*WHAT IS EXPECTED*
Read through the listing, and wherever a line holds the word "yellow", return it.

Segment Start: DATA SHOWN

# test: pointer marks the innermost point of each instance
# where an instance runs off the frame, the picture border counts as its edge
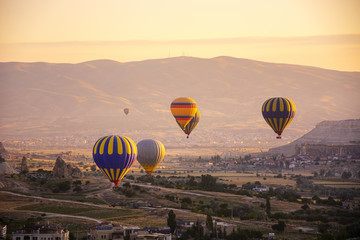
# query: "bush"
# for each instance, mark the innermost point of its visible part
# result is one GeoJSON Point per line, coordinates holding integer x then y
{"type": "Point", "coordinates": [280, 226]}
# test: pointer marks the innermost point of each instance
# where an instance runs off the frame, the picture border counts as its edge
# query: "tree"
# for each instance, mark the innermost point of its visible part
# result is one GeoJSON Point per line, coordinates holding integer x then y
{"type": "Point", "coordinates": [209, 223]}
{"type": "Point", "coordinates": [280, 226]}
{"type": "Point", "coordinates": [268, 207]}
{"type": "Point", "coordinates": [171, 221]}
{"type": "Point", "coordinates": [93, 168]}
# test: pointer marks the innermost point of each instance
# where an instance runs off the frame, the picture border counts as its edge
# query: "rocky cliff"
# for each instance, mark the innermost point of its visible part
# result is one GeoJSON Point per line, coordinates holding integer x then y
{"type": "Point", "coordinates": [326, 132]}
{"type": "Point", "coordinates": [63, 170]}
{"type": "Point", "coordinates": [5, 167]}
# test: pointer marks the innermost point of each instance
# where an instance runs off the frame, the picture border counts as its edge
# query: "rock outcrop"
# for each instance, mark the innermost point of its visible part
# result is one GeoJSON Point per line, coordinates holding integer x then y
{"type": "Point", "coordinates": [63, 170]}
{"type": "Point", "coordinates": [326, 132]}
{"type": "Point", "coordinates": [5, 167]}
{"type": "Point", "coordinates": [23, 166]}
{"type": "Point", "coordinates": [2, 148]}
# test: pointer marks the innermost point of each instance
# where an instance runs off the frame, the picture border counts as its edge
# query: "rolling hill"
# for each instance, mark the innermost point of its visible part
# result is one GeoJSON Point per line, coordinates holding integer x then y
{"type": "Point", "coordinates": [88, 98]}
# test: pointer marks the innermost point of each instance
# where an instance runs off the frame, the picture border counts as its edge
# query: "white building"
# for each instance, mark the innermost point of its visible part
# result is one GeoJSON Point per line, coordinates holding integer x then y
{"type": "Point", "coordinates": [41, 232]}
{"type": "Point", "coordinates": [110, 231]}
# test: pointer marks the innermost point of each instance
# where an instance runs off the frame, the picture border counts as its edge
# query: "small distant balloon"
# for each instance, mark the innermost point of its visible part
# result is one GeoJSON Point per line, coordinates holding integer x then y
{"type": "Point", "coordinates": [114, 155]}
{"type": "Point", "coordinates": [278, 113]}
{"type": "Point", "coordinates": [150, 154]}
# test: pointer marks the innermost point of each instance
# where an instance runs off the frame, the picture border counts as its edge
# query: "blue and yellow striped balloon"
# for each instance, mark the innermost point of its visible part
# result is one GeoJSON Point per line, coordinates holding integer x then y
{"type": "Point", "coordinates": [114, 155]}
{"type": "Point", "coordinates": [278, 113]}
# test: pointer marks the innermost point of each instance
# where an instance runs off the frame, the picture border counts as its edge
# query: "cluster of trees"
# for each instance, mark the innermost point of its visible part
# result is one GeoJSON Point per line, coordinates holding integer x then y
{"type": "Point", "coordinates": [321, 215]}
{"type": "Point", "coordinates": [198, 232]}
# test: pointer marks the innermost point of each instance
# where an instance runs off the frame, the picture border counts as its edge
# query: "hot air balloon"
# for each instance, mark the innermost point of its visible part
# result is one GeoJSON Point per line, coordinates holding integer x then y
{"type": "Point", "coordinates": [183, 110]}
{"type": "Point", "coordinates": [150, 154]}
{"type": "Point", "coordinates": [278, 113]}
{"type": "Point", "coordinates": [192, 124]}
{"type": "Point", "coordinates": [114, 155]}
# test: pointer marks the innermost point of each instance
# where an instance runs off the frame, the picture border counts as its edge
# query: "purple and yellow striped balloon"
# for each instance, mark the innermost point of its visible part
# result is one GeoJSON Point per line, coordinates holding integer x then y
{"type": "Point", "coordinates": [278, 113]}
{"type": "Point", "coordinates": [114, 155]}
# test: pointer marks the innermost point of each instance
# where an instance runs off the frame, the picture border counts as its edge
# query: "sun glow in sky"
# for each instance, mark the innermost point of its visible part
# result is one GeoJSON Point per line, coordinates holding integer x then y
{"type": "Point", "coordinates": [322, 33]}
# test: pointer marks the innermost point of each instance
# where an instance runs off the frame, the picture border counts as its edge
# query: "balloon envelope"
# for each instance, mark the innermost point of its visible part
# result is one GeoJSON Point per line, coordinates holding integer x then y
{"type": "Point", "coordinates": [183, 110]}
{"type": "Point", "coordinates": [114, 155]}
{"type": "Point", "coordinates": [278, 113]}
{"type": "Point", "coordinates": [150, 154]}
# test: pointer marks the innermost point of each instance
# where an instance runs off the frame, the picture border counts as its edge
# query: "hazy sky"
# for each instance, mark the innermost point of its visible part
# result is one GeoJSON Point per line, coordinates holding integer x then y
{"type": "Point", "coordinates": [323, 33]}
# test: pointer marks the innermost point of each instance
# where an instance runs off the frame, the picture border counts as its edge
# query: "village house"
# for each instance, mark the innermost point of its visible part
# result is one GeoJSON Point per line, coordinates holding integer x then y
{"type": "Point", "coordinates": [50, 231]}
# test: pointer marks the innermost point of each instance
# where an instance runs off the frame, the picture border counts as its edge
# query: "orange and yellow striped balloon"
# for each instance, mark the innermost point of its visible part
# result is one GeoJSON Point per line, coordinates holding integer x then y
{"type": "Point", "coordinates": [183, 110]}
{"type": "Point", "coordinates": [278, 113]}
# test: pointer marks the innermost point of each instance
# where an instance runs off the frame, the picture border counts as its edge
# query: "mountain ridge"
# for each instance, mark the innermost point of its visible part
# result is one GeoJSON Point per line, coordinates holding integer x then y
{"type": "Point", "coordinates": [88, 97]}
{"type": "Point", "coordinates": [325, 132]}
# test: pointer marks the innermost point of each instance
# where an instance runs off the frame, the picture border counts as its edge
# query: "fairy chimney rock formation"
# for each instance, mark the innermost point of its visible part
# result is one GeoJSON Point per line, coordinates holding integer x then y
{"type": "Point", "coordinates": [23, 166]}
{"type": "Point", "coordinates": [63, 170]}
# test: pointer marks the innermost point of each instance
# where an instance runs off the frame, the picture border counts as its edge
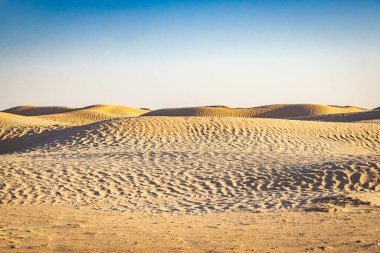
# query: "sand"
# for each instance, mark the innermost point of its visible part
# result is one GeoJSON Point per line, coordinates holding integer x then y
{"type": "Point", "coordinates": [218, 181]}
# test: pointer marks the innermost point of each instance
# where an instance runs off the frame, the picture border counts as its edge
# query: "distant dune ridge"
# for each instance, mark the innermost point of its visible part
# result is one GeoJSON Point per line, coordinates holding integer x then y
{"type": "Point", "coordinates": [171, 161]}
{"type": "Point", "coordinates": [269, 111]}
{"type": "Point", "coordinates": [83, 115]}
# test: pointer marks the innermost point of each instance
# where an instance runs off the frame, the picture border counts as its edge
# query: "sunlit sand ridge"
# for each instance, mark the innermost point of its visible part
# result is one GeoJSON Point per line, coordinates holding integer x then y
{"type": "Point", "coordinates": [163, 163]}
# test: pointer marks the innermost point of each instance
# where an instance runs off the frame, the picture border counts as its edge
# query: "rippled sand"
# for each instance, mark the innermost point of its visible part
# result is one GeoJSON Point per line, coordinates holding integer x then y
{"type": "Point", "coordinates": [183, 174]}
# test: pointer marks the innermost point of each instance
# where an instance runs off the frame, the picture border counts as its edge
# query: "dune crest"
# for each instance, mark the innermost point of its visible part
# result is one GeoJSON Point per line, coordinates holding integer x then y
{"type": "Point", "coordinates": [193, 164]}
{"type": "Point", "coordinates": [269, 111]}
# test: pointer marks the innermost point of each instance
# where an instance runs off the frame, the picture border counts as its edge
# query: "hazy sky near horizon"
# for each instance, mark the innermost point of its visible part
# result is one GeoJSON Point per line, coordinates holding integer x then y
{"type": "Point", "coordinates": [160, 54]}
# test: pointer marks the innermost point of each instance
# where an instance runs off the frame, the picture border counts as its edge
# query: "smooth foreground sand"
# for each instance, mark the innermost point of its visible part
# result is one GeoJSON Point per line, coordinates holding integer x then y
{"type": "Point", "coordinates": [203, 179]}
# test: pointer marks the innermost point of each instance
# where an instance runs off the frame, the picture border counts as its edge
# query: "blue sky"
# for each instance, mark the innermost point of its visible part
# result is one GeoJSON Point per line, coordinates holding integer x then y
{"type": "Point", "coordinates": [182, 53]}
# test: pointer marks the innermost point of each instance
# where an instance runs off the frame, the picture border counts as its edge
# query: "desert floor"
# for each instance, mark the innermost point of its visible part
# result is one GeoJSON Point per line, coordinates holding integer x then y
{"type": "Point", "coordinates": [281, 178]}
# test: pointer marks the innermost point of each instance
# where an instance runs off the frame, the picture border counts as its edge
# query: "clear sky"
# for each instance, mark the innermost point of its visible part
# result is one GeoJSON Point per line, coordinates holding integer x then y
{"type": "Point", "coordinates": [160, 54]}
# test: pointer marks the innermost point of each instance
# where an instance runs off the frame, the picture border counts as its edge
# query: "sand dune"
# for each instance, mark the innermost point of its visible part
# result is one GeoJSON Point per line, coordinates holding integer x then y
{"type": "Point", "coordinates": [20, 131]}
{"type": "Point", "coordinates": [29, 110]}
{"type": "Point", "coordinates": [373, 115]}
{"type": "Point", "coordinates": [76, 116]}
{"type": "Point", "coordinates": [92, 114]}
{"type": "Point", "coordinates": [269, 111]}
{"type": "Point", "coordinates": [193, 164]}
{"type": "Point", "coordinates": [98, 178]}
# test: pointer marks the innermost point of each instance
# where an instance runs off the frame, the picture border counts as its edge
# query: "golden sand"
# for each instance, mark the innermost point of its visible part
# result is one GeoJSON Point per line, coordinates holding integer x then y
{"type": "Point", "coordinates": [223, 182]}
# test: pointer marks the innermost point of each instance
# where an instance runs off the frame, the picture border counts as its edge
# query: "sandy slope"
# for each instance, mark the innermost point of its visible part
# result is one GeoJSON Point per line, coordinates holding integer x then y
{"type": "Point", "coordinates": [268, 111]}
{"type": "Point", "coordinates": [29, 110]}
{"type": "Point", "coordinates": [77, 116]}
{"type": "Point", "coordinates": [190, 184]}
{"type": "Point", "coordinates": [193, 165]}
{"type": "Point", "coordinates": [373, 115]}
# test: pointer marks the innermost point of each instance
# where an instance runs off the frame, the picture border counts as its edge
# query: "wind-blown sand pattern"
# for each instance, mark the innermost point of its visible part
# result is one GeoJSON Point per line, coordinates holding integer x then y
{"type": "Point", "coordinates": [268, 111]}
{"type": "Point", "coordinates": [194, 166]}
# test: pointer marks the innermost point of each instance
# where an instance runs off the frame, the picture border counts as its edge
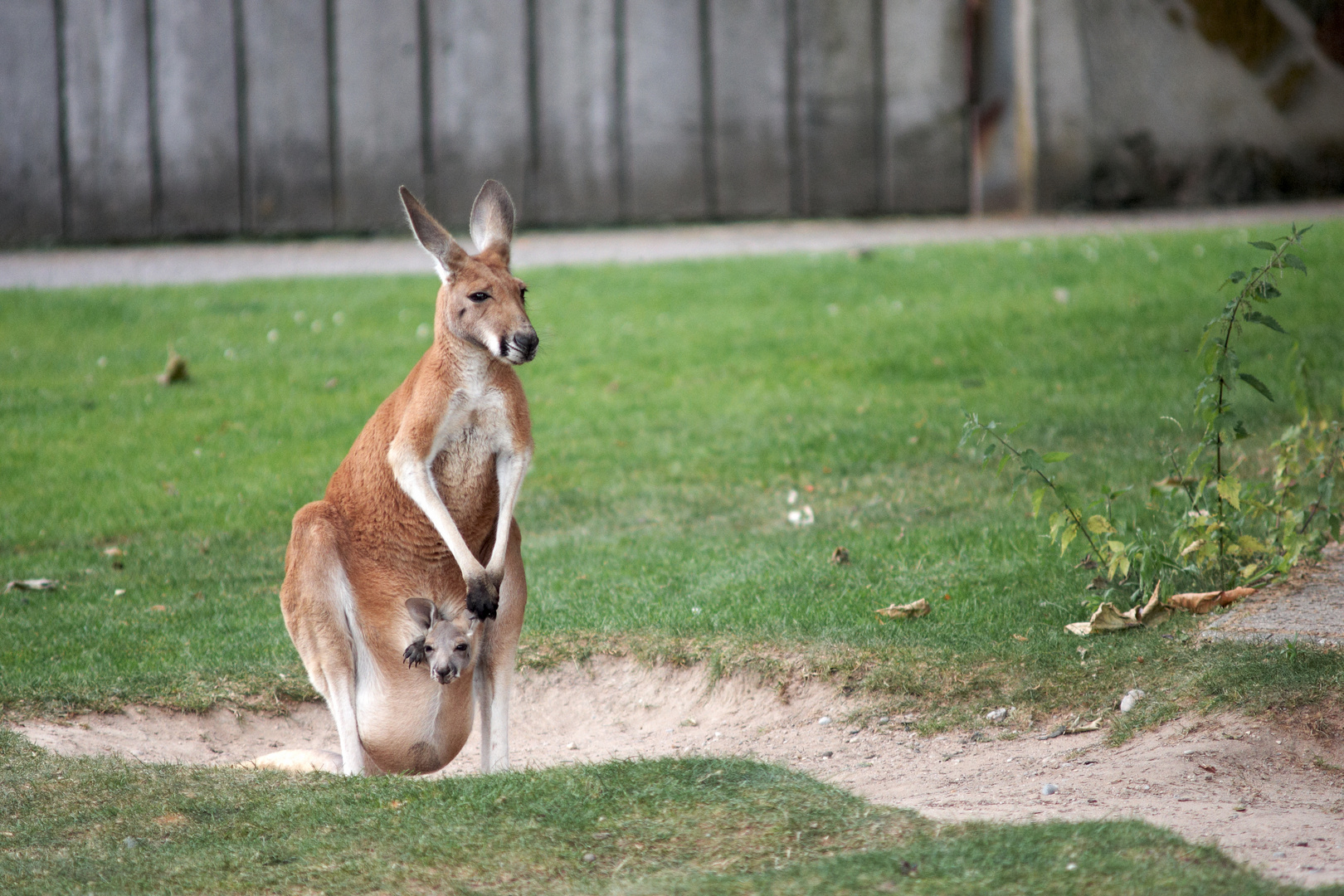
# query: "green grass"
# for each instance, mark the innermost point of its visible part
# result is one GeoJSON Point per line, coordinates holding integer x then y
{"type": "Point", "coordinates": [689, 826]}
{"type": "Point", "coordinates": [674, 407]}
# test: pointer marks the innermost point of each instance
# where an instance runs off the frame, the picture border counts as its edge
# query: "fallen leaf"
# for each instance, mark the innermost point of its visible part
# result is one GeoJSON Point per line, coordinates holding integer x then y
{"type": "Point", "coordinates": [1107, 618]}
{"type": "Point", "coordinates": [912, 610]}
{"type": "Point", "coordinates": [32, 585]}
{"type": "Point", "coordinates": [1202, 602]}
{"type": "Point", "coordinates": [1073, 728]}
{"type": "Point", "coordinates": [175, 371]}
{"type": "Point", "coordinates": [1175, 483]}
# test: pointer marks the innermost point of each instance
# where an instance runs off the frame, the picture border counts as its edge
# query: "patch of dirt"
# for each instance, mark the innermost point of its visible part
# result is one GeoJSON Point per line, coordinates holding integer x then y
{"type": "Point", "coordinates": [1269, 796]}
{"type": "Point", "coordinates": [1309, 606]}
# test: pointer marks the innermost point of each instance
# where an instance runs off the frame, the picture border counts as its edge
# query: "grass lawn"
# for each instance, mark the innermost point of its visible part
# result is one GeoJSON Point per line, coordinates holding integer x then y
{"type": "Point", "coordinates": [687, 826]}
{"type": "Point", "coordinates": [675, 406]}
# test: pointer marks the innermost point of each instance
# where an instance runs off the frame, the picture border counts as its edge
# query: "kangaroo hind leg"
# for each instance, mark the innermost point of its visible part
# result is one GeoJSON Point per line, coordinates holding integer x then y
{"type": "Point", "coordinates": [494, 679]}
{"type": "Point", "coordinates": [319, 607]}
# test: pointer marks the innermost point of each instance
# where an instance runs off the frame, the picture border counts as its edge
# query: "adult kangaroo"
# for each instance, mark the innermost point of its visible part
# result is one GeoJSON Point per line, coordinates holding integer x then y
{"type": "Point", "coordinates": [417, 529]}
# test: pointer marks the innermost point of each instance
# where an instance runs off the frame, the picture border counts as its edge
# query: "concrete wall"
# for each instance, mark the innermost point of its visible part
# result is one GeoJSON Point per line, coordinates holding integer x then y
{"type": "Point", "coordinates": [149, 119]}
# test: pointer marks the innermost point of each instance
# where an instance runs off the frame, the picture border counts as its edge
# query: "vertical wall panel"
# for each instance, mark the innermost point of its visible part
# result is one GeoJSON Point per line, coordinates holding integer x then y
{"type": "Point", "coordinates": [750, 106]}
{"type": "Point", "coordinates": [663, 110]}
{"type": "Point", "coordinates": [30, 134]}
{"type": "Point", "coordinates": [580, 140]}
{"type": "Point", "coordinates": [926, 162]}
{"type": "Point", "coordinates": [379, 112]}
{"type": "Point", "coordinates": [197, 116]}
{"type": "Point", "coordinates": [1064, 113]}
{"type": "Point", "coordinates": [108, 119]}
{"type": "Point", "coordinates": [479, 102]}
{"type": "Point", "coordinates": [290, 163]}
{"type": "Point", "coordinates": [838, 90]}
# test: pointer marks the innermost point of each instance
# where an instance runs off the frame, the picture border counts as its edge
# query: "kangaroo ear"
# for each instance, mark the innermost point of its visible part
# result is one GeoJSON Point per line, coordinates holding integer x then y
{"type": "Point", "coordinates": [422, 611]}
{"type": "Point", "coordinates": [436, 241]}
{"type": "Point", "coordinates": [492, 219]}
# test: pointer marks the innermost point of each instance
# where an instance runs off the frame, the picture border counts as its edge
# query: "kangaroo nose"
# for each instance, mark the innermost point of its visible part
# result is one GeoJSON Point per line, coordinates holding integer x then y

Segment End: DATA SHOWN

*PROBLEM SOLUTION*
# query: "blue and yellow striped balloon"
# query: "purple and yellow striped balloon"
# query: "orange and yellow striped balloon"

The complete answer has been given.